**TASK GOAL**
Only the lines from the one containing "Guideline: put one point on each instance of the glasses" through the last line of the data are to be written out, exactly and in full.

**LISTED RECORDS**
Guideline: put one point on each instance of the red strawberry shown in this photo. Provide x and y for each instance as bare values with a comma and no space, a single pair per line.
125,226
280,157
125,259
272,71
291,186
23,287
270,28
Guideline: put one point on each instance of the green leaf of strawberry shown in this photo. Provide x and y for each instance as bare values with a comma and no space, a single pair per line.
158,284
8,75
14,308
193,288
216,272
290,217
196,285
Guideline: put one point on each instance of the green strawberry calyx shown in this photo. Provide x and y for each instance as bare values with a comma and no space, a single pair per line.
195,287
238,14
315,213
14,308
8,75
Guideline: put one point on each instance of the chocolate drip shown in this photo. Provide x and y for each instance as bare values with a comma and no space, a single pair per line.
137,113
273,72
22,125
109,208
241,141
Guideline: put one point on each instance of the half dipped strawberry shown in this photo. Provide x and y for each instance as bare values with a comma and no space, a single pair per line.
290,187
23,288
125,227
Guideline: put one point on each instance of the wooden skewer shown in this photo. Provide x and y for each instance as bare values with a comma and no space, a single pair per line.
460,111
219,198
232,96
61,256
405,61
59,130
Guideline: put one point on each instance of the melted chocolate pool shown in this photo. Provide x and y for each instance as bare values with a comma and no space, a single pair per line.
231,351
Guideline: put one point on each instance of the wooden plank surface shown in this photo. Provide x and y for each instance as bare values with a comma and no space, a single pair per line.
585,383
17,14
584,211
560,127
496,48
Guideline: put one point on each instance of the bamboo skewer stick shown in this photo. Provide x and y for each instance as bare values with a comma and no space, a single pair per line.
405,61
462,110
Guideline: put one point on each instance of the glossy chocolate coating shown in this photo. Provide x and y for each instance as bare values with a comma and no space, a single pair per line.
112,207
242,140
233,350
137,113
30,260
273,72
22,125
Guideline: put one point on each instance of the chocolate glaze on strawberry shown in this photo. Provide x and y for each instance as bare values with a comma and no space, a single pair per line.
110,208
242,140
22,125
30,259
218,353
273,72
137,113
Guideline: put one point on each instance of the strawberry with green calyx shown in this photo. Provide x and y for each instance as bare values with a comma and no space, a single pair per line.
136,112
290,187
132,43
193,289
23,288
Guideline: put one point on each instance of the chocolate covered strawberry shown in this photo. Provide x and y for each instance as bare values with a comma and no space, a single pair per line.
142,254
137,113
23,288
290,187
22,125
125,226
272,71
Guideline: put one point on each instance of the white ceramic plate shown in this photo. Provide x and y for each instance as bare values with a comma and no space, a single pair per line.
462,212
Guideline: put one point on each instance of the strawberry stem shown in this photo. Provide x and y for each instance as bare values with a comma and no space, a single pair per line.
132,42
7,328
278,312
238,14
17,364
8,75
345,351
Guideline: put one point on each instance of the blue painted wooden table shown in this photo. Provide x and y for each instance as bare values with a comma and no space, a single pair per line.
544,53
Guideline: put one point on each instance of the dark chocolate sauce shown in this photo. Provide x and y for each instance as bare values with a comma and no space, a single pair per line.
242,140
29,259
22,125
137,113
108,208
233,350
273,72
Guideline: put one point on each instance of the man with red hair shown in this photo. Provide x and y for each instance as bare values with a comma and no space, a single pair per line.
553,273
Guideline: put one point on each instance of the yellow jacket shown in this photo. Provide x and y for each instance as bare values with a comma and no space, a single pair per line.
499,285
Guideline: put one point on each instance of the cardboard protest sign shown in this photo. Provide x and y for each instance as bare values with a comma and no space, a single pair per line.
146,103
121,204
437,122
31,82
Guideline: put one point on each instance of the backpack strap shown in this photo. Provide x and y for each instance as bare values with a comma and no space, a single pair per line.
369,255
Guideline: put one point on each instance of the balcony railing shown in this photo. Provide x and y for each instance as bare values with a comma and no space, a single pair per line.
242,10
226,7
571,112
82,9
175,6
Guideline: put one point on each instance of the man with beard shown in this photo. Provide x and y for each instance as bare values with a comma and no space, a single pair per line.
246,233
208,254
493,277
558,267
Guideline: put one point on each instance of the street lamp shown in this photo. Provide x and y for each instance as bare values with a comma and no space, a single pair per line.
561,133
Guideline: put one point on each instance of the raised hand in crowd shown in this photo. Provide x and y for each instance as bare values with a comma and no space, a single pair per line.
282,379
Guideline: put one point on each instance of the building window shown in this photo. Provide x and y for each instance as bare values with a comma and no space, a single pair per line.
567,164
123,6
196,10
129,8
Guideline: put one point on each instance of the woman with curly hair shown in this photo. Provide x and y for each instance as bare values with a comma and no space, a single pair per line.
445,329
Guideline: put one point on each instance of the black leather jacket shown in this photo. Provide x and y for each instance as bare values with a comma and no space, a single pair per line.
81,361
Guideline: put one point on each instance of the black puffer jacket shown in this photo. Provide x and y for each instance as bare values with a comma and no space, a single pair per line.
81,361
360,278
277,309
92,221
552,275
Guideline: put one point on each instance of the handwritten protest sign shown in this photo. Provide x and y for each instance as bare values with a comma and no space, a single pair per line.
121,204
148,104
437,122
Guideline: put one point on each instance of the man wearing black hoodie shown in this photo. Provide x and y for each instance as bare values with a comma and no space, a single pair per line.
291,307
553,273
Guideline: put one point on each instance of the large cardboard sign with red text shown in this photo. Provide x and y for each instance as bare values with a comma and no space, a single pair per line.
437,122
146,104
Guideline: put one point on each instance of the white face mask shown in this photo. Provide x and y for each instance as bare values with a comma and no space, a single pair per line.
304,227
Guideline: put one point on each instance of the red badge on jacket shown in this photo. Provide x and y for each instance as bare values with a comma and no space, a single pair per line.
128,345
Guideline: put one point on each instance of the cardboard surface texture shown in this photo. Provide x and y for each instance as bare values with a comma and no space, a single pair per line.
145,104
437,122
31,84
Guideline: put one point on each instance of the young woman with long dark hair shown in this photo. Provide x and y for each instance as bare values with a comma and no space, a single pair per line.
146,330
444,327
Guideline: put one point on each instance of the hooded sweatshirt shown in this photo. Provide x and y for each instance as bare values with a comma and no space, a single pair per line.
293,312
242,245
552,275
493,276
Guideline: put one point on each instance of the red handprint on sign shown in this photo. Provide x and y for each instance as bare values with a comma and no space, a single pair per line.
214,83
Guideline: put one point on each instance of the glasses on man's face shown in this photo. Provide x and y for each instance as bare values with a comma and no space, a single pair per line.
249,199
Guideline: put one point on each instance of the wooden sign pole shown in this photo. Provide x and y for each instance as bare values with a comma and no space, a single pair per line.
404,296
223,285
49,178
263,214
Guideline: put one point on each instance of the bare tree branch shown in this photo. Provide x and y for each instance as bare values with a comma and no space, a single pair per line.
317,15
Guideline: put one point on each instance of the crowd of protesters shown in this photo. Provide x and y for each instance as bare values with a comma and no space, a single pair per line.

**SOLUTION BELOW**
Guideline: put one point on each instance of the glasses on man's face shown in this photo. Provide x and y for each instance as bare values with a comma and no space, a single pair per line.
249,199
Guideline: put one point on each instance of the wooden sign pole shown in this photo. Provide x and y for each instance as bare values with a comma and no space, a single pair per line.
404,296
223,285
49,178
263,214
Guideline: put one point on each instance of the bare tree branch shown in this photo. Provide x and y for each instance as bare values with a comma and no space, a single pair per line.
317,15
Guideline: put one point on each instance of the crowd of protesters shown in this photo. Provide x and y for each instance as bare values with a comma and no space, a single pair per line.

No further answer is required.